__EXERCISE REQUIREMENTS__:
Extract the listing in its entirety, keeping each line identical to the original.

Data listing
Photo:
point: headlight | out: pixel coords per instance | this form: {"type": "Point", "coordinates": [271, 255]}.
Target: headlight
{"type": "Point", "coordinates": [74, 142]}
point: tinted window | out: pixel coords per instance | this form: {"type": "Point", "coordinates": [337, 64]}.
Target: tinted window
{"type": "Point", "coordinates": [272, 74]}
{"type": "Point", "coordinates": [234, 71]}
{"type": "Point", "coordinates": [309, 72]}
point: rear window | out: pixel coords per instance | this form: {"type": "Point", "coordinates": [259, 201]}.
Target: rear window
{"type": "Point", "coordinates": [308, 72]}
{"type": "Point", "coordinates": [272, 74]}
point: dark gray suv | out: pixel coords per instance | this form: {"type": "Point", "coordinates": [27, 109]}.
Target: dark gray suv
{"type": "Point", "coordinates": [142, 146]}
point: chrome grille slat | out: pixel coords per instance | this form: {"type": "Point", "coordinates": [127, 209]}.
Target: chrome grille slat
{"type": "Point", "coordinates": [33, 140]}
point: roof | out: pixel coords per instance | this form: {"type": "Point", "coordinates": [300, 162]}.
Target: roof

__FULL RESPONSE__:
Photo:
point: headlight | out: pixel coords per instance | this form: {"type": "Point", "coordinates": [271, 255]}.
Target: headlight
{"type": "Point", "coordinates": [74, 142]}
point: tinted window | out: pixel coords per instance | this form: {"type": "Point", "coordinates": [337, 64]}.
Target: tinted window
{"type": "Point", "coordinates": [272, 74]}
{"type": "Point", "coordinates": [234, 71]}
{"type": "Point", "coordinates": [309, 72]}
point: rear window | out: pixel coords per instance | this form: {"type": "Point", "coordinates": [259, 201]}.
Target: rear window
{"type": "Point", "coordinates": [308, 72]}
{"type": "Point", "coordinates": [272, 74]}
point: dark gray suv | out: pixel coords per instance | this form: {"type": "Point", "coordinates": [27, 109]}.
Target: dark gray suv
{"type": "Point", "coordinates": [142, 146]}
point: chrome grille slat | out: pixel coords per instance | this form: {"type": "Point", "coordinates": [127, 209]}.
Target: chrome grille slat
{"type": "Point", "coordinates": [33, 140]}
point: roof | out: pixel coords per instance | this form: {"type": "Point", "coordinates": [300, 162]}.
Target: roof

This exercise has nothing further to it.